— START OF EXTRACT TO READ —

This should ideally be done once, with the info stored,
which is precisely what an inverted index accomplishes,
i.e., an inverted index says which documents have which terms.
The Internetwork!
Google's big innovation was really with ranking,
and this was done by putting the problem into a good model.
The internet can be viewed as a bunch of linked documents,
which is abstractly a directed network of links and nodes.
The connections, themselves, possess a lot of information,
which Google extracted with a mathematical model
finds where a "person" might most frequently arrive
as they "surf" around the internet randomly.
A random surfer
With the internet as a network of links and nodes,
Think of Google's PagrRank starting a surfer at each page,
at each step forward in time, surfers click onto another page,
choosing one linked from where they are.
This happens again and again, until the game stops,
and finally Google check to see where people wound up.
The places with the most surfers are the highest ranked,
and those with fewer are lower ranked.
Random surfing is an excellent network modeling example.
A surfer walks randomly
PageRank
The random surfer model is intuitive and understandable,
but executing PageRank with it is somewhat more complex.
The model uses a lot of linear algebra,
since a network is represented by an adjacency matrix,
and it is generally computed in terms of probabilities
that describe the likelihood a surfer will chance upon a page.
However, some pages don't link out anywhere,
and some groups of pages are entirely disconnected,
which causes the page-hit probability to bleed away.
To fix this, the modelers included teleportation into the model,
where a surfer jumps to an arbitrary page with a probability, p,
or follows a link from locale, with probability (1-p).
If you look this up, p is often called the "damping" factor.
PageRank
Page C has a higher PageRank than Page E, even though there are fewer links to C; the one link to C comes from an important page and hence is of high value.
Spamdexing? Link farming?
PageRank is a powerful algorithm, but publically known,
and people learned to game it for better ranking.
"Spamdexing" is a general term to cheat indexing systems,
and "keyword stuffing" pages helps them pass filtering,
but "link farming" was devised to cheat PageRank.

— END OF EXTRACT TO READ —
— START OF DATA SECTION —

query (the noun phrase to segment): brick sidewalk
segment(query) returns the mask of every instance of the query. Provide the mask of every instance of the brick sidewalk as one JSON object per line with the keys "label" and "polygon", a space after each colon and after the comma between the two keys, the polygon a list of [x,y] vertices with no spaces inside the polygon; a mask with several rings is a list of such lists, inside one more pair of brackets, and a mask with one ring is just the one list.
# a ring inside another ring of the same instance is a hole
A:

— END OF DATA SECTION —

=== CHALLENGES ===
A. Why did the modelers add teleportation to PageRank, according to the PageRank text above? Answer in one to three sentences.
B. Please carry on the PageRank text from its last line, the one on link farming.

=== IN RESPONSE ===
A. Some pages don't link out anywhere and some groups of pages are entirely disconnected, which causes the page-hit probability to bleed away. Teleportation fixes this: a surfer jumps to an arbitrary page with probability p, or follows a link from the current page with probability (1-p).

B.
Incoming links contribute to a page's score the most,
so a collection of pages can be strengthened by crosslinking,
but sites eventually started trading links for better PageRank;
some were created for the sole purpose of selling links.
Amidst growing concerns, Google modified their algorithms,
identified thin-content websites, and demoted them in rankings.
However, "good" sites were hurt in the process, and
much user interaction was required to optimize search quality.
Nowadays, search engine optimization (SEO) is a science,
where companies seek consulting to improve Google presence.
Personalization
Not all of Google's optimization fights black-hat SEO.
By 2009 personalized search was applied to all users;
website cookies informing of previous browser searches
enabled Google to direct searches to related pages.
Most users have no idea this is going on when they search,
but the service was slowly rolled out through chrome users,
and determined appropriate for mass use, eventually.
But determining site rankings for SEO is now difficult,
and users can be trapped in "filter bubbles,"
where they don't see information outside their own views!
De-personalizing Google is actually fairly involved.
While disabling used to be possible at the search bar,
this is no longer a feature that can be turned off,
but only mitigated, by blocking location reports and cookies.
Recap
Google's PageRank search is an excellent DS example.
It grew early, in an environment of very large data,
and spun off important tech developments, like MapReduce.
Google search dev. covers many DS lifecycle components
like acquisition, pre-processing, modeling, and optimization,
and is rolled out with updates that affect human lives.